Rows taken from a dataset:
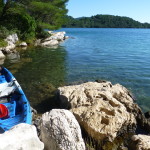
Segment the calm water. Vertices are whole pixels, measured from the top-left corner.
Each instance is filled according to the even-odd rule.
[[[9,56],[5,61],[32,105],[47,96],[43,92],[45,84],[53,89],[72,82],[105,79],[130,89],[141,108],[150,110],[149,29],[64,30],[72,38],[59,47],[28,48],[19,52],[20,58]],[[44,98],[39,95],[41,91]]]

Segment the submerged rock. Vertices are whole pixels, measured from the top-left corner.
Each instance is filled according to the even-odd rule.
[[[41,140],[47,150],[85,150],[79,124],[68,110],[53,109],[42,115]]]
[[[134,149],[134,150],[150,150],[150,136],[134,135],[132,137],[132,149]]]
[[[68,36],[66,37],[66,32],[52,32],[48,31],[50,36],[46,39],[38,39],[35,41],[35,46],[44,46],[44,47],[50,47],[54,45],[58,45],[61,41],[64,41]]]
[[[62,108],[70,108],[82,128],[97,141],[134,133],[141,109],[130,92],[110,82],[87,82],[58,89]]]
[[[11,130],[0,134],[0,150],[43,150],[33,125],[18,124]]]

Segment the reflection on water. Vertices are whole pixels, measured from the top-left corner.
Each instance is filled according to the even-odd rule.
[[[65,57],[64,47],[33,47],[8,55],[4,66],[21,84],[31,105],[42,110],[39,107],[46,107],[56,87],[65,82]]]

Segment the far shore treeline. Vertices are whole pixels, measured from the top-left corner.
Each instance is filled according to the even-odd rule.
[[[140,23],[129,17],[95,15],[73,18],[66,16],[64,28],[150,28],[148,23]]]
[[[44,29],[55,30],[64,24],[68,0],[0,0],[0,45],[11,33],[31,42],[48,36]]]

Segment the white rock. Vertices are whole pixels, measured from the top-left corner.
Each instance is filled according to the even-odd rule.
[[[135,116],[128,111],[134,110],[135,104],[123,86],[87,82],[58,90],[62,108],[71,105],[79,124],[95,140],[113,141],[119,132],[135,131]]]
[[[150,136],[148,135],[134,135],[132,141],[136,143],[135,150],[150,150]]]
[[[41,43],[41,46],[54,46],[57,45],[59,42],[57,40],[50,40],[50,41],[45,41]]]
[[[68,110],[53,109],[43,114],[41,140],[47,150],[85,150],[79,124]]]
[[[0,150],[43,150],[44,144],[39,140],[33,125],[19,124],[0,134]]]
[[[0,51],[0,59],[4,59],[5,55],[2,53],[2,51]]]

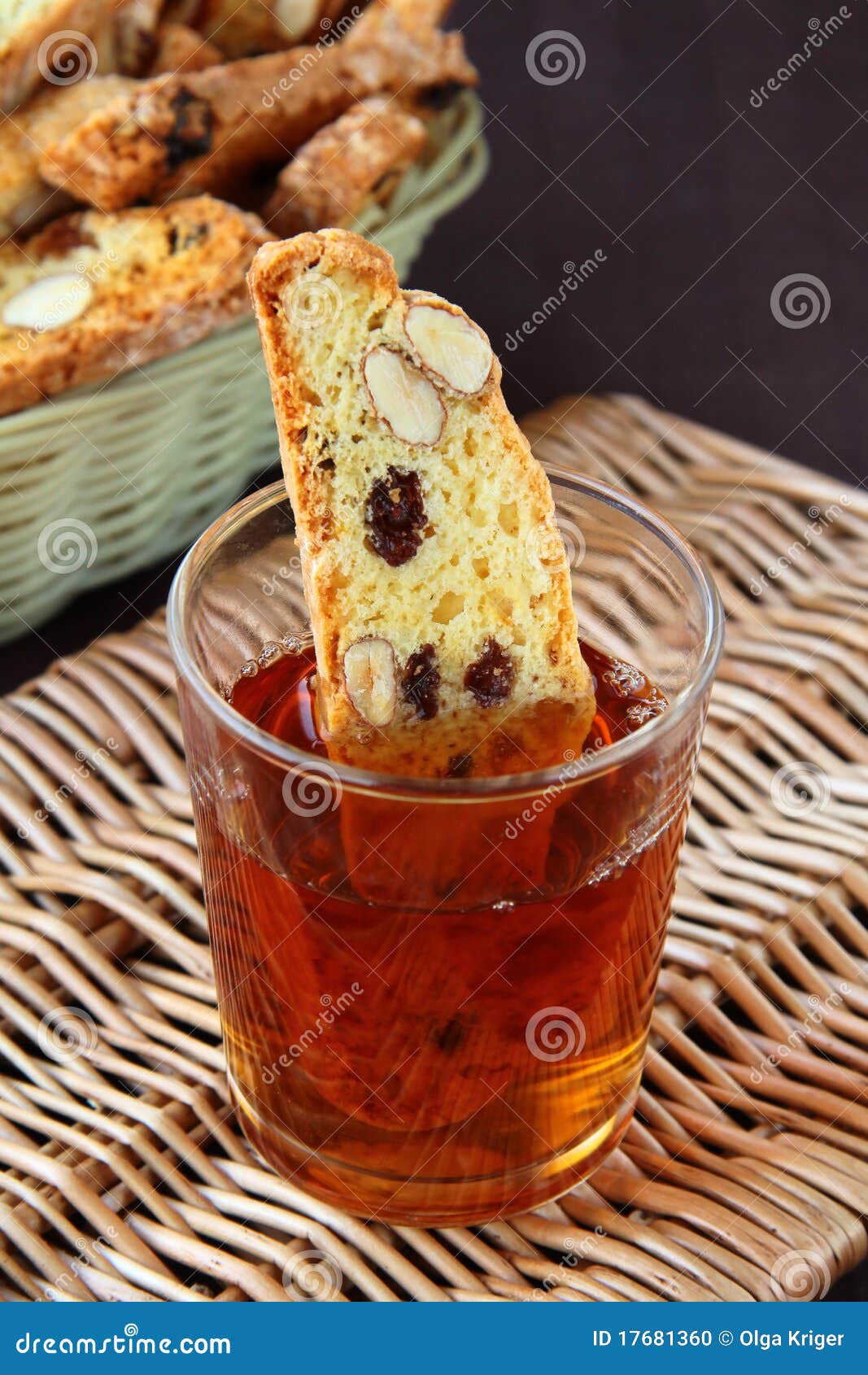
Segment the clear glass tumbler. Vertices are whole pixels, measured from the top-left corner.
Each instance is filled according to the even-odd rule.
[[[352,1213],[466,1224],[563,1194],[638,1089],[721,650],[681,536],[549,469],[583,641],[669,707],[536,773],[338,766],[228,697],[310,644],[281,484],[228,512],[169,604],[227,1072],[281,1174]]]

## What is being asked
Present all lines of the records above as a numbered list, omitting blank lines, and leave the pictures out of the answer.

## Solution below
1. Segment the calm water. Vertices are whole pixels, measured from the top-left corner.
2. Each instance is filled according to the even-odd rule.
3. [[[9,56],[5,61],[32,105],[47,96],[43,92],[45,84],[53,89],[72,82],[105,79],[130,89],[141,108],[150,110],[149,29],[64,30],[72,38],[59,47],[28,48],[19,52],[20,58]],[[44,98],[39,95],[41,91]]]
4. Segment the submerged rock. Vertices are whole pixels, measured from the top-left corner.
5. Each instance is filled according to the even-odd rule.
6. [[[41,140],[47,150],[85,150],[79,124],[68,110],[53,109],[42,115]]]
7. [[[134,149],[134,150],[150,150],[150,136],[134,135],[132,137],[132,149]]]
8. [[[68,36],[66,37],[66,32],[52,32],[48,31],[50,36],[46,39],[38,39],[35,41],[35,46],[44,46],[44,47],[50,47],[54,45],[58,45],[61,41],[64,41]]]
9. [[[62,108],[70,108],[82,128],[97,141],[134,133],[141,109],[130,92],[110,82],[87,82],[58,89]]]
10. [[[11,130],[0,134],[0,150],[43,150],[33,125],[18,124]]]
11. Segment the reflection on water. Vertices are whole pixels, measured from the top-left corner.
12. Each instance is filled according to the even-odd rule.
13. [[[65,57],[64,47],[33,47],[8,55],[4,66],[21,84],[31,105],[42,110],[39,107],[46,107],[56,87],[65,82]]]
14. Segment the far shore treeline. Vertices are whole pixels, measured from the top-left corner.
15. Each instance is filled according to the even-odd rule.
16. [[[140,23],[129,17],[95,15],[73,18],[66,16],[64,28],[150,28],[148,23]]]
17. [[[44,29],[55,30],[64,24],[68,0],[0,0],[0,45],[11,33],[31,42],[48,36]]]
18. Segment the white rock. Vertices are whole pixels, measured from the top-left corner.
19. Each instance is filled according to the even-odd rule.
20. [[[135,116],[128,111],[134,110],[135,104],[123,86],[87,82],[58,90],[62,108],[71,105],[79,124],[95,140],[113,141],[119,132],[135,131]]]
21. [[[150,136],[148,135],[134,135],[132,141],[136,143],[135,150],[150,150]]]
22. [[[41,43],[41,46],[54,46],[57,45],[59,42],[57,40],[50,40],[50,41],[45,41]]]
23. [[[68,110],[53,109],[43,114],[41,140],[47,150],[85,150],[79,124]]]
24. [[[0,150],[43,150],[44,144],[39,140],[33,125],[19,124],[0,134]]]
25. [[[0,51],[0,59],[4,59],[5,55],[2,53],[2,51]]]
26. Segment the clear glass tumbler. Vertices are whole pixels, measured from the top-left corner.
27. Each instance is filled according to the even-odd rule.
28. [[[352,1213],[466,1224],[563,1194],[638,1089],[721,650],[681,536],[549,469],[583,641],[669,707],[536,773],[338,766],[228,697],[310,644],[281,484],[228,512],[169,604],[227,1072],[281,1174]]]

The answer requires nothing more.